EXERCISE PASSAGE.
On December 27, 2018, Judge Rudolph Contreras of the United States District Court for the District of Columbia (the Court) granted a group of hospital associations’ and individual non-profit hospitals’ request for a permanent injunction related to new Medicare Part B reimbursement rates for certain outpatient drugs purchased under the 340B Program.

As analyzed previously in Arent Fox Health Care Counsel, the Hospital Outpatient Prospective Payment and Ambulatory Surgical Center Payment Systems and Quality Reporting Programs final rule for calendar year 2018 (the Final Rule) implemented a major change in how certain 340B Covered Entities would be reimbursed for specified covered outpatient drugs and biologicals that were purchased under the 340B Program. Per the Final Rule, Rural Referral Centers, Critical Access Hospitals, and Disproportionate Share Hospitals that qualify as 340B Covered Entities would see reimbursement for SCODs reduced to a rate of 22.5 percent of the drug’s average sales price for SCODs purchased under the 340B Program. This shift in reimbursement stands in stark contrast to how hospitals were reimbursed for the very same drugs prior to the effective date of the Final Rule; prior to January 1, 2018, hospitals were reimbursed for the full ASP of the applicable drug plus a six percent add-on regardless of whether the SCODs were purchased at or below the 340B Ceiling Price under the 340B Program or outside the 340B Program at commercial prices. Rural Sole Community Hospitals, Children’s Hospitals, and PPS-exempt Cancer Hospitals were spared the lowered reimbursement methodology per the Final Rule and continue to be reimbursed for SCODs at ASP plus six percent, regardless of whether such SCODs were acquired at or below the 340B Ceiling Price under the 340B Program.

MATERIAL PROVIDED.
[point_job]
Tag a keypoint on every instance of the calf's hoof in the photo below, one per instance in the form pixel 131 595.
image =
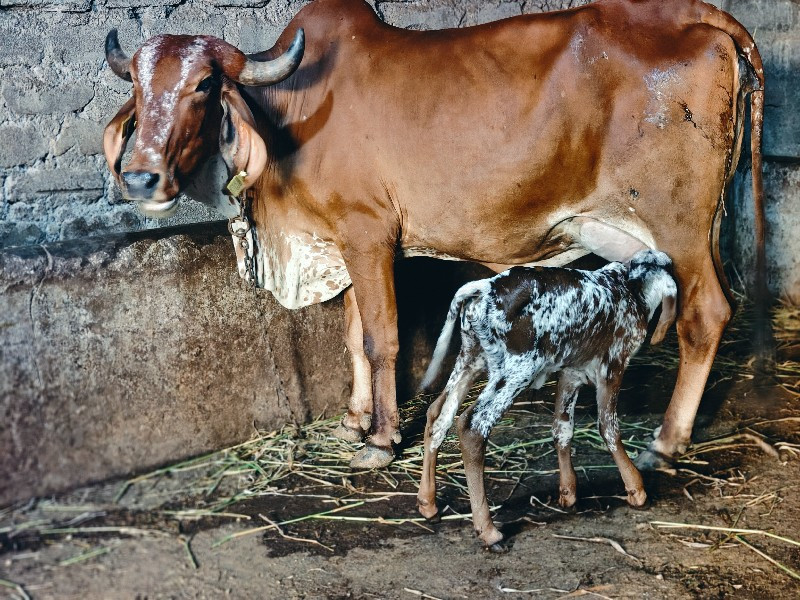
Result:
pixel 638 499
pixel 372 457
pixel 567 499
pixel 428 510
pixel 492 539
pixel 348 434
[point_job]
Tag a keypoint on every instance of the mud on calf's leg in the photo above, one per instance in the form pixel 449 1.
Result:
pixel 563 428
pixel 473 451
pixel 608 424
pixel 426 496
pixel 704 313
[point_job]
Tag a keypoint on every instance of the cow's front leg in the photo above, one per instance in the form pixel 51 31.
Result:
pixel 371 268
pixel 356 421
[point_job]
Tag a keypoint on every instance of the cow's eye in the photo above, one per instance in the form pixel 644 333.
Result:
pixel 205 85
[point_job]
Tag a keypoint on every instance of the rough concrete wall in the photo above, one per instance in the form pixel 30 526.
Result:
pixel 56 94
pixel 121 353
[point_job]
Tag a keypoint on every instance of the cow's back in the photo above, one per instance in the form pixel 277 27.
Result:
pixel 510 122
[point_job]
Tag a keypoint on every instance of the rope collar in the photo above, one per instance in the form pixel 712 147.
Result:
pixel 240 226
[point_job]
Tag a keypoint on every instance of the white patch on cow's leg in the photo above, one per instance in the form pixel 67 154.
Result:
pixel 358 416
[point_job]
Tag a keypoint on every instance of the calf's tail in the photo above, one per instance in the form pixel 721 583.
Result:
pixel 445 337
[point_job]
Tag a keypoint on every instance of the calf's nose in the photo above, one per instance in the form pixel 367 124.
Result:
pixel 140 184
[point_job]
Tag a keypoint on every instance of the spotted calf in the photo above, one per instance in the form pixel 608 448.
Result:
pixel 526 324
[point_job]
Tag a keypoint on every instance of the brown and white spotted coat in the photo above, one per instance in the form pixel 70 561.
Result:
pixel 521 327
pixel 608 128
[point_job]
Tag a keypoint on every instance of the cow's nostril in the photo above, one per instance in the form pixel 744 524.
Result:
pixel 140 183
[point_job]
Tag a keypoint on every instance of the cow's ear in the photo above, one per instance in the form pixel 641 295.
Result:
pixel 668 314
pixel 239 143
pixel 116 136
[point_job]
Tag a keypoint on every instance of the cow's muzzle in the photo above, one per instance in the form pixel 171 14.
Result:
pixel 140 185
pixel 143 188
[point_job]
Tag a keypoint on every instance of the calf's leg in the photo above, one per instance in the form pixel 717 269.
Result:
pixel 473 451
pixel 608 424
pixel 474 426
pixel 356 421
pixel 563 427
pixel 467 367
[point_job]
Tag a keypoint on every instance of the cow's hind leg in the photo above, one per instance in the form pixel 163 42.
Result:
pixel 704 313
pixel 356 420
pixel 563 427
pixel 468 365
pixel 370 263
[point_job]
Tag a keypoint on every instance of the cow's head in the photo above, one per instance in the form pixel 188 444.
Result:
pixel 185 108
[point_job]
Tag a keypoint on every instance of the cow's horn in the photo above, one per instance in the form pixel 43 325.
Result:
pixel 272 71
pixel 117 59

WHAT THE EXERCISE ASKS.
Could you reproduce, word for word, the stretch of the 340B reimbursement passage from "On December 27, 2018, Judge" through "drugs purchased under the 340B Program."? The listing has no connection to the passage about the court ruling on 340B drug reimbursement.

ANSWER SPACE.
On December 27, 2018, Judge Rudolph Contreras of the United States District Court for the District of Columbia (the Court) granted a group of hospital associations’ and individual non-profit hospitals’ request for a permanent injunction related to new Medicare Part B reimbursement rates for certain outpatient drugs purchased under the 340B Program.